- YOUR TASK
Transcribe every line below exactly; no image goes into the output.

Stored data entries
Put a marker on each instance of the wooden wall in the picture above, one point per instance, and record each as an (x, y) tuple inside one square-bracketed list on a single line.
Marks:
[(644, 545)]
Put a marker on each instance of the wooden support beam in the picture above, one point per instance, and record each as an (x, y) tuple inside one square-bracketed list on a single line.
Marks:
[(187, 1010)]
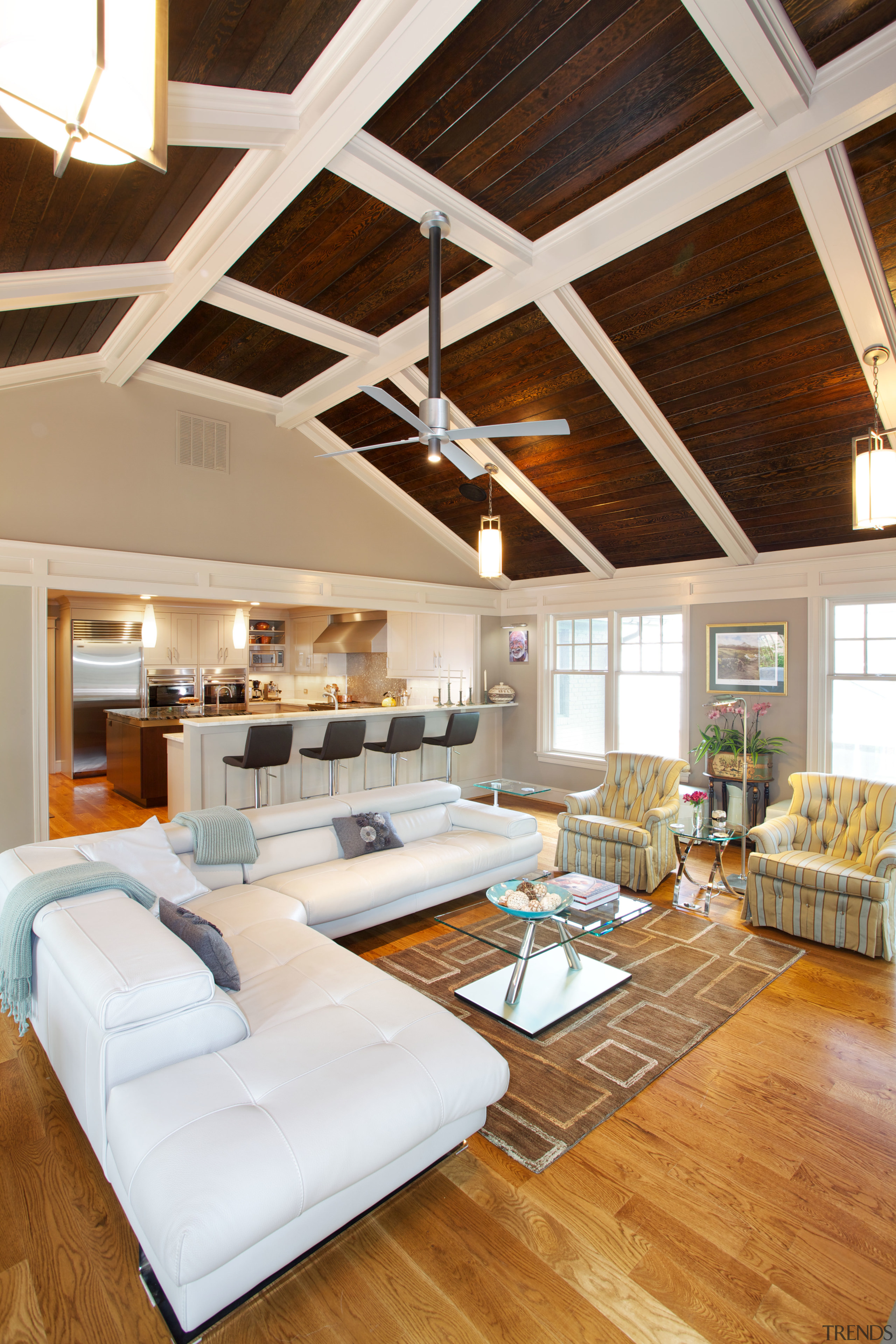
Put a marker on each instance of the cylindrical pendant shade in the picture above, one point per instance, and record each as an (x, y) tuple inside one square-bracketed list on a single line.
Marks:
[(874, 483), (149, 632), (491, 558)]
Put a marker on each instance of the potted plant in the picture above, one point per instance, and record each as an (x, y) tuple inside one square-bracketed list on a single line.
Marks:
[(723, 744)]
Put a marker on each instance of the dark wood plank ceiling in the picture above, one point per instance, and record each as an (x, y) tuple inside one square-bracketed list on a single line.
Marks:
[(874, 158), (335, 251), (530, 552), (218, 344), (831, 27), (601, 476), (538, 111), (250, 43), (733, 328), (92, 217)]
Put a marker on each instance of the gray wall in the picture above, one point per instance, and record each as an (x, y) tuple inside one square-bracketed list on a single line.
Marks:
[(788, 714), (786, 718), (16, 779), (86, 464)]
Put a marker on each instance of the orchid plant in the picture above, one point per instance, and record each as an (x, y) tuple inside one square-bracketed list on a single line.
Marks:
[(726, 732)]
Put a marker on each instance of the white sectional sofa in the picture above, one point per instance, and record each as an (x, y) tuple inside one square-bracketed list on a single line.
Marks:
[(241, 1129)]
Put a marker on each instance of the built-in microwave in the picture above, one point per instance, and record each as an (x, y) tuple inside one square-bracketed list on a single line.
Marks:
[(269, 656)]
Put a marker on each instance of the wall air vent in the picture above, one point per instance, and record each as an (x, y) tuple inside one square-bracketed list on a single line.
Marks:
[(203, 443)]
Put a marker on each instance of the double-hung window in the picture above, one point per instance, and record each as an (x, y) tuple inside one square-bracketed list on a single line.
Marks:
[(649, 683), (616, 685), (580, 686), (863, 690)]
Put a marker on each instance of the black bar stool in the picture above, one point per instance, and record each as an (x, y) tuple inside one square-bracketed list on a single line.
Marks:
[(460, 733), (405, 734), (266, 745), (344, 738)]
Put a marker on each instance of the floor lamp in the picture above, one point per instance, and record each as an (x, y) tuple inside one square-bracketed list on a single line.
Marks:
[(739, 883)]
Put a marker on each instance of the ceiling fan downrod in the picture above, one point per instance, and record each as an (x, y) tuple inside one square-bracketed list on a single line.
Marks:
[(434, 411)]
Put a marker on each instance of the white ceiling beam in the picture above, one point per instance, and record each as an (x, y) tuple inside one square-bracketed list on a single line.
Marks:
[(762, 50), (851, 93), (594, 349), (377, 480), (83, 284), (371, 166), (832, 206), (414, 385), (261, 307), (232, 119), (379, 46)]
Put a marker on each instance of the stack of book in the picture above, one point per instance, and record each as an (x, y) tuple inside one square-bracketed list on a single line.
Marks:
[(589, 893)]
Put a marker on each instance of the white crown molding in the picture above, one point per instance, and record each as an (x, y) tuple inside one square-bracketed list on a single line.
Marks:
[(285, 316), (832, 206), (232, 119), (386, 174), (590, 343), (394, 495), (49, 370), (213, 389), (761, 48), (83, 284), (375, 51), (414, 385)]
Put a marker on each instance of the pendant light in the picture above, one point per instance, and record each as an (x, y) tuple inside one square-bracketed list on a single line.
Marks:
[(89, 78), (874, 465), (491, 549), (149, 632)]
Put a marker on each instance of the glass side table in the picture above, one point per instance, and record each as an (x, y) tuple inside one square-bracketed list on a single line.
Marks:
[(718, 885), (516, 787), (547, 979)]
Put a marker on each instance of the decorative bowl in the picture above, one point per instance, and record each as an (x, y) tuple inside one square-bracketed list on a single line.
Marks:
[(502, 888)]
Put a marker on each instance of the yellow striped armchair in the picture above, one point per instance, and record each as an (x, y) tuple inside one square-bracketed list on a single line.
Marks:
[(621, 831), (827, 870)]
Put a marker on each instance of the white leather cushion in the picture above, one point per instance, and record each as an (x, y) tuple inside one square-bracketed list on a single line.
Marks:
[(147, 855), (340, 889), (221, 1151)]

- SOLUTION
Put a marker on each instance of the wooden wall in the picture above, one point per instance, and record each as an (x, y) tuple inside one square-bracketed list on a single line.
Marks:
[(644, 545)]
Put a marker on each instance of the wooden support beam in the picture above, one point per instance, and record each as an (x, y) tuple inside one square-bracketed list on a single line.
Marks:
[(187, 1010)]
Put a marker on each instance of the cylindrical pendant shade in the picture above, one point per instance, and record each as an (x, y) tuple inside one square-bracketed list on a single line.
Marks:
[(874, 483), (149, 632), (491, 558)]
Put a marker on each instance of the potted plant in the picture above, one point per instance, and record each as an (x, y) tuple inside one square-bracketed list on a single line.
Marks:
[(723, 744)]
Put a marker on each instance of the dark wood plank ceiling in the picture above, one point per instance, and record each as an (x, y) tuple inside one square-bracketed list on a single line.
Marks:
[(874, 158), (335, 251), (530, 552), (218, 344), (831, 27), (601, 476), (538, 111), (250, 43), (733, 328), (92, 217)]
Put a marker on each instance of the gray wall in the picture above, one point per instance, and record each as an (x, y) tuple inside one square-bracketed list on a single line.
Marks:
[(788, 714), (786, 718), (16, 779), (86, 464)]
Put a marker on each instance of the orchid plant in the picture above, one point per instance, and record each as an (x, y) tuple inside one square-bracketed list on a single line.
Marks:
[(726, 732)]
Put a marker on each instance of the white sectional sofa in the picture above, one point per instance, and record each as an (x, y) tuple inside one square-bracketed list on a single line.
Marks:
[(241, 1129)]
Put a marker on each instance of the built-in microwave in the picture above, one point per instance, and record each as an (x, y) tuple inside one square-bracketed list on a single line.
Marks:
[(269, 656)]
Put a marker on each instance of the wall air vent in the picture above, one point per instance, and record each as an (x, y) tuple inside one square-bracketed list on a single line.
Marks:
[(203, 443)]
Put a marker on each instance of the double-hung window in the picture above, one point per instance, and record each as an (x, y) tuple inside one square-bracketed list on a single line.
Marks:
[(649, 683), (616, 685), (580, 686), (863, 690)]
Put a marker on each instance of the black bar stool in the picture above, one point per instance, and record each as an (x, y) tuple inside one square-bracketed list on a single line.
Marks:
[(460, 733), (405, 734), (266, 745), (344, 738)]
Put a marker on each instance of the floor lamp in the picture above, one point per instance, and record each as an (x, y) tuple inside one square-bracketed list on a single line.
Marks:
[(739, 883)]
Put a marker on each instance of the ceiling fan downrod in the picture above, one point per instance, and record each as an (x, y) tuple inside one square-bracketed list on a single line.
Marks:
[(434, 411)]
Put a marker on each instance of the white ceiling beam in the picture above, one point per instance, and record each as an (x, y) tuple inside one square-bracketed list on a single line.
Marks:
[(762, 50), (851, 93), (594, 349), (377, 480), (83, 284), (371, 166), (832, 206), (414, 385), (261, 307), (232, 119), (379, 46)]
Put a marker on each instance of the stack of book in the picture above, one point per instance, and record each as an (x, y) tuple inside one square-bracketed list on a single line.
Marks:
[(589, 893)]
Put a marker on each instance of the white crown molding in the picture above, one point per instance, and record each as an (x, y) tuple inside one square-bracketed list on a single line.
Marks:
[(285, 316), (832, 206), (232, 119), (386, 174), (590, 343), (394, 495), (49, 370), (213, 389), (761, 48), (83, 284), (375, 51), (414, 385)]
Put a marker on each instance of the pendant light in the picture above, one point per instance, and record each as an (x, y) tuple inside one square-bracketed list on a single line.
Marks:
[(89, 78), (874, 465), (491, 549), (149, 632)]
Put a marker on each instance of the glass side table in the picture above, one point per instance, and record each as an (x, y) tuple inside one square-bracketed list on a single line.
Marks:
[(718, 885), (516, 787), (547, 979)]
Put a marker on each instance of the decorative bowl in the picture above, one point per instance, and record each as an (x, y) tuple inside one square-bracketed list on a single line.
Marks:
[(502, 888)]
Put a marker on each instance of the yellow striped armchair in the picture above, one point per instance, and record each as an (x, y) tuple inside one square-bracketed list on a single line.
Marks:
[(621, 831), (827, 870)]
Put a marker on each instance of the white leather cushion in the picture above, one point per instance, and record each as an (x, y) tuple inside one square-bracketed list on a single line.
Marks:
[(147, 855), (340, 889), (221, 1151)]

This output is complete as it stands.